[[ Material for the task, beginning ]]

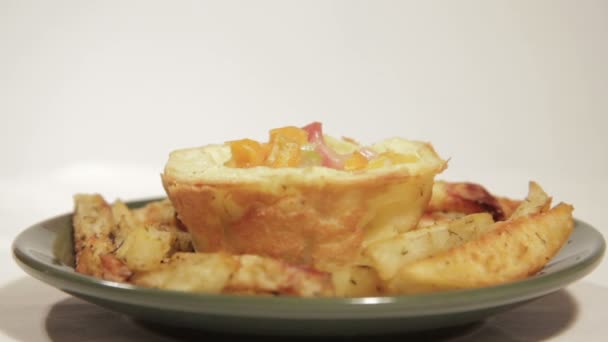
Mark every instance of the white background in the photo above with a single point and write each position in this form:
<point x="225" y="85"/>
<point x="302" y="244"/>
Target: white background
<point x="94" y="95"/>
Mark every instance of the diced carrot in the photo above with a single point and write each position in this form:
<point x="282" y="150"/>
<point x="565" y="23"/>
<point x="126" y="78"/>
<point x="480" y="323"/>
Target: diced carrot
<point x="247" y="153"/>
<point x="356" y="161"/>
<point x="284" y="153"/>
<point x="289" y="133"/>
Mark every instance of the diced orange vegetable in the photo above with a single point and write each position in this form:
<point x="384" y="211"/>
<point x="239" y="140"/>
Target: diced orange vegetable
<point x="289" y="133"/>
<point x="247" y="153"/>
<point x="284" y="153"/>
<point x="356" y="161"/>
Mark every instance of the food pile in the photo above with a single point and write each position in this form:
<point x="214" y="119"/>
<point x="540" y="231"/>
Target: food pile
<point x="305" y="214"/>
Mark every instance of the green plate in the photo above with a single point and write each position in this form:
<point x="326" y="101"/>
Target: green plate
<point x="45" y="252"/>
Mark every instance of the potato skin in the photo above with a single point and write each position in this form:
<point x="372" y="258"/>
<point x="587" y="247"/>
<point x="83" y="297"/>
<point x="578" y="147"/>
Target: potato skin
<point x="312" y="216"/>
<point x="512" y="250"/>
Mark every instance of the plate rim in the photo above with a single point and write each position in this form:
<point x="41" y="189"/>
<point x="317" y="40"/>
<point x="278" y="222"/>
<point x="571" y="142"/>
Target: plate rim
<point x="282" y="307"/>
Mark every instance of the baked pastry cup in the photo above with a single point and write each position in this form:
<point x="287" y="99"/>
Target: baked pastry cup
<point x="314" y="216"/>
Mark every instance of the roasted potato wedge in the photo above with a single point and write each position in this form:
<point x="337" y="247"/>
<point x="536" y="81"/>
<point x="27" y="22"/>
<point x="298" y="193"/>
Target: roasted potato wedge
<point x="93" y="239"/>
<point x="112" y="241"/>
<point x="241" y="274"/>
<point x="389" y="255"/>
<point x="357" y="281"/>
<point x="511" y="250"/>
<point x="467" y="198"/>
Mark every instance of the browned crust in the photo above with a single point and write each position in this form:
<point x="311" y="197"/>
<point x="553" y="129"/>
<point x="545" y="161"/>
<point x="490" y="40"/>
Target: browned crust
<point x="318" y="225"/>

[[ Material for the task, end ]]

[The problem] Reproduce exactly the lines from the one with "Mark every instance of the plate" through the last line of the entries, keeping both of those lines and nothing else.

[Your solution]
Mark every instance of the plate rim in the photo above with a single point and write each position in this form:
<point x="41" y="189"/>
<point x="317" y="40"/>
<point x="278" y="222"/>
<point x="571" y="142"/>
Target: plate rim
<point x="282" y="307"/>
Mark every instance of the baked pastry cup in the photo above with a single point and write each position in this form:
<point x="287" y="99"/>
Target: baked pastry cup
<point x="314" y="216"/>
Mark every instance of the roasted potato wedge in the photo above with a single point and write each position in this form:
<point x="337" y="247"/>
<point x="536" y="81"/>
<point x="27" y="22"/>
<point x="298" y="193"/>
Target: roasted potato wedge
<point x="93" y="239"/>
<point x="112" y="241"/>
<point x="241" y="274"/>
<point x="389" y="255"/>
<point x="357" y="281"/>
<point x="511" y="250"/>
<point x="467" y="198"/>
Mark every instance of the browned crust in the photo above with a single point and write each position in this form:
<point x="311" y="197"/>
<point x="553" y="129"/>
<point x="545" y="161"/>
<point x="490" y="40"/>
Target: browned crust
<point x="318" y="225"/>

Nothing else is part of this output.